Königsweg

01

.
„Der Königsweg“ – mit großen Lettern wirbt eine Tageszeitung auf der Titelseite um Aufmerksamkeit. Der große rote Schriftzug buhlt um Aufmerksamkeit. Worte wie: „Die Krönung auf 133 Kilometern“ fesseln den Blick. Bilder von herrlichen Anstiegen auf Burgen beiderseits des Tales mit Blicken in die ferne Welt schüren das Fernweh. Aber halt, was war das! Premiumwanderweg? Filetstück unter den Wanderwegen in Nordhessen? Das begehrte Wandersiegel vom Deutschen Wanderverband verliehen? Mit mächtigem Geknarze öffnet sich die Schranktür. Verstaubt, verdreckt und ausgelatscht stehen die Wanderschuhe im Dunkeln müde da. Frisch gewienert gewinnen die Motorradstiefel den Augenblick der Sekunde. Das muss doch auch mit dem Motorrad gehen!
Der zweite Blick auf die Karte verrät, dass sich der Weg beiderseits der Werra entlang windet. Auf Grund der damaligen innerdeutschen Grenze begleitet das Grüne Band ein Stück weit den Pfad. Die Werra gibt mit ihrem Lauf die Richtung vor. Der Wendepunkt wird durch die Quelle aufgezeigt. „Gegen den Strom“ wird nun zum beflügelten Wort und trägt uns von dannen.

§ **GESTELLTE AUFGABE 1**
Geben Sie die Zeilen von der ersten bis einschließlich der Zeile mit "<point>426,565</point>" unverändert wieder.
Der Text über den Königsweg und die nachfolgenden Zeilen stammen aus voneinander unabhängigen Quellen.

§ **BEREITGESTELLTE DATEN**

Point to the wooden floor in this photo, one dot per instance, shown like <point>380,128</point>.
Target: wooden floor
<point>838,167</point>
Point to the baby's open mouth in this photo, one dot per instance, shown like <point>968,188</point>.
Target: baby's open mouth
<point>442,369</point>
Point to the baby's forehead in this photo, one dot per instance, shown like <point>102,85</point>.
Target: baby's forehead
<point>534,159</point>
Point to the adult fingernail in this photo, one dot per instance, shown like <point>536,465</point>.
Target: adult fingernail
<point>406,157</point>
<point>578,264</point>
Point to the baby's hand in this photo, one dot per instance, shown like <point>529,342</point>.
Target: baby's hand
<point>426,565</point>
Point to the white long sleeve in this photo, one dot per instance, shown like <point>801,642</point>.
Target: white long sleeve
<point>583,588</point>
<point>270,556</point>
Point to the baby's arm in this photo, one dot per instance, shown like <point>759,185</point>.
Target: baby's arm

§ **GESTELLTE AUFGABE 2**
Transkribieren Sie den Text über den Königsweg vollständig und unverändert.

§ **ERGEBNIS 1**
Point to the wooden floor in this photo, one dot per instance, shown like <point>380,128</point>.
Target: wooden floor
<point>838,167</point>
Point to the baby's open mouth in this photo, one dot per instance, shown like <point>968,188</point>.
Target: baby's open mouth
<point>442,369</point>
Point to the baby's forehead in this photo, one dot per instance, shown like <point>102,85</point>.
Target: baby's forehead
<point>534,159</point>
Point to the adult fingernail in this photo, one dot per instance, shown like <point>536,465</point>.
Target: adult fingernail
<point>406,157</point>
<point>578,264</point>
Point to the baby's hand in this photo, one dot per instance, shown like <point>529,342</point>.
Target: baby's hand
<point>426,565</point>

§ **ERGEBNIS 2**
Königsweg

01

.
„Der Königsweg“ – mit großen Lettern wirbt eine Tageszeitung auf der Titelseite um Aufmerksamkeit. Der große rote Schriftzug buhlt um Aufmerksamkeit. Worte wie: „Die Krönung auf 133 Kilometern“ fesseln den Blick. Bilder von herrlichen Anstiegen auf Burgen beiderseits des Tales mit Blicken in die ferne Welt schüren das Fernweh. Aber halt, was war das! Premiumwanderweg? Filetstück unter den Wanderwegen in Nordhessen? Das begehrte Wandersiegel vom Deutschen Wanderverband verliehen? Mit mächtigem Geknarze öffnet sich die Schranktür. Verstaubt, verdreckt und ausgelatscht stehen die Wanderschuhe im Dunkeln müde da. Frisch gewienert gewinnen die Motorradstiefel den Augenblick der Sekunde. Das muss doch auch mit dem Motorrad gehen!
Der zweite Blick auf die Karte verrät, dass sich der Weg beiderseits der Werra entlang windet. Auf Grund der damaligen innerdeutschen Grenze begleitet das Grüne Band ein Stück weit den Pfad. Die Werra gibt mit ihrem Lauf die Richtung vor. Der Wendepunkt wird durch die Quelle aufgezeigt. „Gegen den Strom“ wird nun zum beflügelten Wort und trägt uns von dannen.